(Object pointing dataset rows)
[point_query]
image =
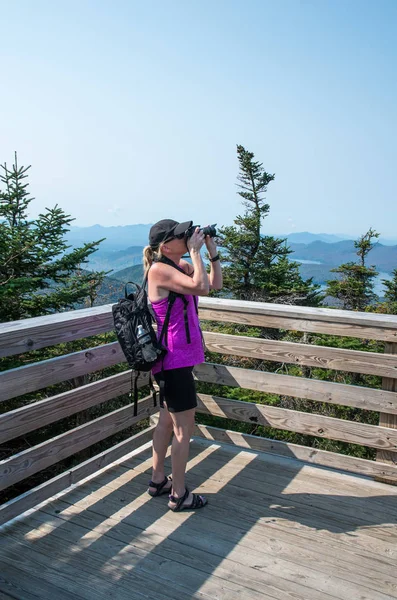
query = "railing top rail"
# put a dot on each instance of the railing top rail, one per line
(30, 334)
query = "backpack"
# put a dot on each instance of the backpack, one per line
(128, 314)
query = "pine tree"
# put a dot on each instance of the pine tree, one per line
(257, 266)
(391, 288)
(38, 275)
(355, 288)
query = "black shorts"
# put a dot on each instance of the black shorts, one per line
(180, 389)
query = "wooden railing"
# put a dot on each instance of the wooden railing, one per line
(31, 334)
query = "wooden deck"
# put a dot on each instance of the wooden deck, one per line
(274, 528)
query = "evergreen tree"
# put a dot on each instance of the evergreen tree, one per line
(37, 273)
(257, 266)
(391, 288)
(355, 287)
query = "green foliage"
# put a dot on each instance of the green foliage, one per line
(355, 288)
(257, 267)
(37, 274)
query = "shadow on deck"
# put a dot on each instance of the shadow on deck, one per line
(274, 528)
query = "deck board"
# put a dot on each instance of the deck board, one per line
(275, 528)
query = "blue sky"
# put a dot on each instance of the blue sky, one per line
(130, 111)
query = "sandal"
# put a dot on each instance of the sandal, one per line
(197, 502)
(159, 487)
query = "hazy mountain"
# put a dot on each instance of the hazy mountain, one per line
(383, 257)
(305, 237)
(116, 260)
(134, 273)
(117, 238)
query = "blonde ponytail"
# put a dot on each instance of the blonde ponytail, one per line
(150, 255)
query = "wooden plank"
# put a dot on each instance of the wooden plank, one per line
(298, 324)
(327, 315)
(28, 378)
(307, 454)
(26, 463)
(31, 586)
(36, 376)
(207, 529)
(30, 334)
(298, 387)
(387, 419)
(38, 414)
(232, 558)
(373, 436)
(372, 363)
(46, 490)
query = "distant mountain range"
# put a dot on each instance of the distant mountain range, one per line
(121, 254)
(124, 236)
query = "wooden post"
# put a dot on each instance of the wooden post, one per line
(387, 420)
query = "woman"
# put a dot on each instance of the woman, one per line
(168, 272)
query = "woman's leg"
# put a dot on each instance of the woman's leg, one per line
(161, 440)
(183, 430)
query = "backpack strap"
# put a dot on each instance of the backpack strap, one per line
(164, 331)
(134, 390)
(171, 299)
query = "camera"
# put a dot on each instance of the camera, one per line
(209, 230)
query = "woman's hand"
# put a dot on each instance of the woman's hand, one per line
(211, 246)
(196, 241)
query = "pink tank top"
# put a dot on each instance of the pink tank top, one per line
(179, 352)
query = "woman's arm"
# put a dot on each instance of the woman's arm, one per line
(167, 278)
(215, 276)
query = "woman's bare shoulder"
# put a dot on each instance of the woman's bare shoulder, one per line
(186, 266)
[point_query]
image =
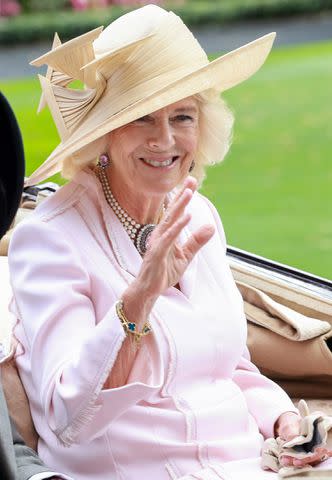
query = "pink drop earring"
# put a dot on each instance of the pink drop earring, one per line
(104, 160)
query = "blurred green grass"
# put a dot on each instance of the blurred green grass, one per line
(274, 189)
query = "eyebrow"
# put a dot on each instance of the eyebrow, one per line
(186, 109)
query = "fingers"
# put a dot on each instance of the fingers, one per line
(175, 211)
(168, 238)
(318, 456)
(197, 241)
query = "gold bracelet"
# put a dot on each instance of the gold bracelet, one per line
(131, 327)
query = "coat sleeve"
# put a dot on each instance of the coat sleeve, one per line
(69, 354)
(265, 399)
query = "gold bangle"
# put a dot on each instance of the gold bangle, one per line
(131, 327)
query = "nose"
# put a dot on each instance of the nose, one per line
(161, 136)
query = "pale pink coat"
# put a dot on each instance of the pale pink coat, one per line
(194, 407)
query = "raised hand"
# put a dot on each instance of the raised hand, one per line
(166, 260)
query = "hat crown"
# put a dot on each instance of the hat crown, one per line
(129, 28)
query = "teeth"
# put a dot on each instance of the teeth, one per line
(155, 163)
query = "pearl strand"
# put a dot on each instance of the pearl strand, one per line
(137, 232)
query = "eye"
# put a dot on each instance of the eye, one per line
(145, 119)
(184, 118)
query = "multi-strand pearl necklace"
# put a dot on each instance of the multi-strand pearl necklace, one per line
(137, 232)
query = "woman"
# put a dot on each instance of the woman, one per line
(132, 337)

# Objective
Return the entries unchanged, save for the pictures, which do not belong in the copy.

# Correct response
[point_query]
image =
query = "railing top rail"
# put a dot on each instance of the railing top rail, one per line
(30, 334)
query = "backpack"
# put a dot on each instance of the backpack, one per line
(128, 314)
query = "pine tree"
# put a dot on each instance of the pine tree, one per line
(257, 266)
(391, 288)
(38, 275)
(355, 288)
query = "black shorts"
# put a dot on each instance of the black shorts, one per line
(180, 389)
query = "wooden railing"
# put a dot on each instance of the wooden railing, one per line
(31, 334)
query = "wooden deck"
# put a dot on each instance of the wooden deck, one per line
(274, 528)
query = "evergreen tree"
# put a dot on each instance of the evergreen tree, one per line
(37, 273)
(257, 266)
(391, 288)
(355, 287)
query = "green foliage"
# put a dot on each instance of the green foliage, one per line
(355, 288)
(257, 267)
(37, 274)
query = "shadow on deck"
# put a dot on each instance of the shadow on deck, one per line
(274, 528)
query = "deck board"
# put a dot on each instance of the deck board, one per line
(275, 528)
query = "blue sky"
# put a dot on each instance of the blue sky, one per line
(130, 111)
query = "sandal"
# put a dot on each instance of the sandal, one per line
(197, 502)
(159, 487)
query = "hazy mountain"
# put a dot on each instance of the hazy mountain, one per line
(383, 257)
(305, 237)
(116, 260)
(134, 273)
(117, 238)
query = "blonde ponytail"
# put a dot on each instance of the blonde ponytail, one per line
(150, 255)
query = "wooden plank"
# put a dot on each instance of the wooden plank, one per line
(298, 324)
(327, 315)
(28, 378)
(307, 454)
(26, 463)
(31, 586)
(36, 376)
(207, 529)
(30, 334)
(298, 387)
(387, 419)
(38, 414)
(232, 558)
(373, 436)
(372, 363)
(46, 490)
query = "distant mountain range"
# put a dot on each instance of the distant mountain range, one per line
(121, 254)
(124, 236)
query = "wooden post"
# put a dot on each instance of the wooden post, one per line
(387, 420)
query = "woman"
# put a dot on each instance of the woman, one per line
(168, 272)
query = "woman's leg"
# put a dot on each instance of the woman's leg, one per line
(161, 440)
(183, 430)
query = "backpack strap"
# put a dot on each instance of the backpack strap, one per line
(164, 331)
(134, 390)
(171, 299)
query = "camera"
# put a dot on each instance of the camera, one per line
(209, 230)
query = "woman's hand"
# put a dot on each instance of the woman's hand, one per line
(211, 246)
(196, 241)
query = "pink tank top"
# put a dot on each instance of the pink tank top, one per line
(179, 352)
query = "woman's arm"
# put a dot on each instance of the woman's arm, one per line
(167, 278)
(215, 276)
query = "woman's bare shoulder"
# put a dot on each instance of the woman's bare shoulder, one per line
(186, 266)
[point_query]
image =
query = "pink drop earring"
# put a dot on each instance of the pink drop earring, one per line
(104, 160)
query = "blurred green grass"
# put a dot on each instance of the blurred green grass, one per line
(274, 189)
query = "eyebrow"
# put a dot on each instance of the eyebrow, one per line
(186, 109)
query = "fingers"
# put a dot on each instance of the fingers, one per line
(175, 211)
(168, 238)
(318, 456)
(197, 241)
query = "gold bracelet"
# put a dot on each instance of the gold bracelet, one per line
(131, 327)
query = "coat sleeve"
# put a dot on each instance of the coat sleeve, one per line
(69, 354)
(265, 399)
query = "gold bangle"
# put a dot on each instance of the gold bangle, one per line
(131, 327)
query = "nose"
# put a dot on each instance of the nose, one per line
(161, 136)
query = "pale pink coat"
# put a dot on each instance of the pale pink coat, one per line
(194, 407)
query = "raised hand"
# put a dot on each instance of the raised hand, one per line
(166, 260)
query = "hat crown"
# put a dot on each instance of the hat crown, one per line
(129, 28)
query = "teeth"
# put a dot on each instance of the teeth, one per line
(155, 163)
query = "pearl strand"
# put a dot on each instance of the pearl strand, one per line
(137, 232)
query = "eye"
# put a dot on each instance of the eye, one per line
(145, 119)
(184, 118)
query = "multi-strand pearl necklace"
# put a dot on each instance of the multi-strand pearl necklace, one per line
(137, 232)
query = "woman"
# put a dot on each instance of the woman, one per line
(132, 337)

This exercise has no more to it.